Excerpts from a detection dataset
begin

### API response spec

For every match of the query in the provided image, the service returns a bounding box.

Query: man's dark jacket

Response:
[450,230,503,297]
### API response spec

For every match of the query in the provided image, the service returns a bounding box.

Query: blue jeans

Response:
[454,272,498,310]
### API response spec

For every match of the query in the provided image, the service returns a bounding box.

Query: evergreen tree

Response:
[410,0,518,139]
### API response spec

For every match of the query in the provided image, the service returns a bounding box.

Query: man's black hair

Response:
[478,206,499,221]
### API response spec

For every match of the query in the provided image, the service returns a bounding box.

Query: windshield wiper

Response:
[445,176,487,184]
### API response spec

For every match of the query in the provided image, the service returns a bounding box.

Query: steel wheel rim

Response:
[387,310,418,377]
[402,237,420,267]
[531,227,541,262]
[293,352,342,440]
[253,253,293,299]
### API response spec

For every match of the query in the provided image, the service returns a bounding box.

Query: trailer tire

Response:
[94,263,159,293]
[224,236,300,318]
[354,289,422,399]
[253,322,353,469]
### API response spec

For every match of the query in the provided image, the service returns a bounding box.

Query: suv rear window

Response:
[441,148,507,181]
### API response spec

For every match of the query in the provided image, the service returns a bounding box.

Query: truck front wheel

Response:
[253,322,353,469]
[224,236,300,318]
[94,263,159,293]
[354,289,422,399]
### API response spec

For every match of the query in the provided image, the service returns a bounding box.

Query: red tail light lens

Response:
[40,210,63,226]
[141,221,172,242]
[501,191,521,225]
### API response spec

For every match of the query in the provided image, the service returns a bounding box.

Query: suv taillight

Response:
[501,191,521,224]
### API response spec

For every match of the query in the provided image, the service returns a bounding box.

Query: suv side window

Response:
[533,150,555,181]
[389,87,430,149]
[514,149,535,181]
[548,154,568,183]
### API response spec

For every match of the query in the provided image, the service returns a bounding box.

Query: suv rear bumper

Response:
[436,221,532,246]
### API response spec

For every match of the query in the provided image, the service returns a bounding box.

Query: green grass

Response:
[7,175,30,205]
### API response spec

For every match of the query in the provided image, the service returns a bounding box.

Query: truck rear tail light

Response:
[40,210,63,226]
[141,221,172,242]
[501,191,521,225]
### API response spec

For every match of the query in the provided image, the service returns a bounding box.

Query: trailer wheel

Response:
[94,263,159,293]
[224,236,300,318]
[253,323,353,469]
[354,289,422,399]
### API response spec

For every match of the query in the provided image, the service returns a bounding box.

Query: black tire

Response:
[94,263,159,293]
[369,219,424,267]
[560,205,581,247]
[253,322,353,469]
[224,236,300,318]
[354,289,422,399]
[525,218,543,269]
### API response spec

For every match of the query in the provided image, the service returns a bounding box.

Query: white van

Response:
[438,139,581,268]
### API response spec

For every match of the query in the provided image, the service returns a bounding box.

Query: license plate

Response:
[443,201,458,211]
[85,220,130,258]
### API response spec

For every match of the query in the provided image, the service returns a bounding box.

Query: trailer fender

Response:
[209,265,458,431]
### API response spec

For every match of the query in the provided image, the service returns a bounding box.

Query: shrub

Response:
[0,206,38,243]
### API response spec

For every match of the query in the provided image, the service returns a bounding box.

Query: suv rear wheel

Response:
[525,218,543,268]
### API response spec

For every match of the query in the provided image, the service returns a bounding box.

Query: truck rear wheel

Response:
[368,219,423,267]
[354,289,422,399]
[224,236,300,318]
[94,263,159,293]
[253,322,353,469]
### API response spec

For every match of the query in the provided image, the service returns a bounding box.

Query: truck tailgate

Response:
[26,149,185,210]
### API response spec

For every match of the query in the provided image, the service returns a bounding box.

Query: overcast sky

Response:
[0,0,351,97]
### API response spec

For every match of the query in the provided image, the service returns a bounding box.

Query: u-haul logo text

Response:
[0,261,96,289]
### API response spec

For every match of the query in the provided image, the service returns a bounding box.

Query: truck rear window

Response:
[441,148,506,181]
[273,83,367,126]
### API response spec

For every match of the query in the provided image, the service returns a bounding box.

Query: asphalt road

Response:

end

[TASK GOAL] From the listing above, extract every line that contains the string "rear", treating uppercase and lowercase as different.

[RESULT OF THIS TASK]
Query: suv rear window
Query: suv rear bumper
Query: truck rear tail light
Query: suv rear wheel
Query: truck rear wheel
Query: truck rear window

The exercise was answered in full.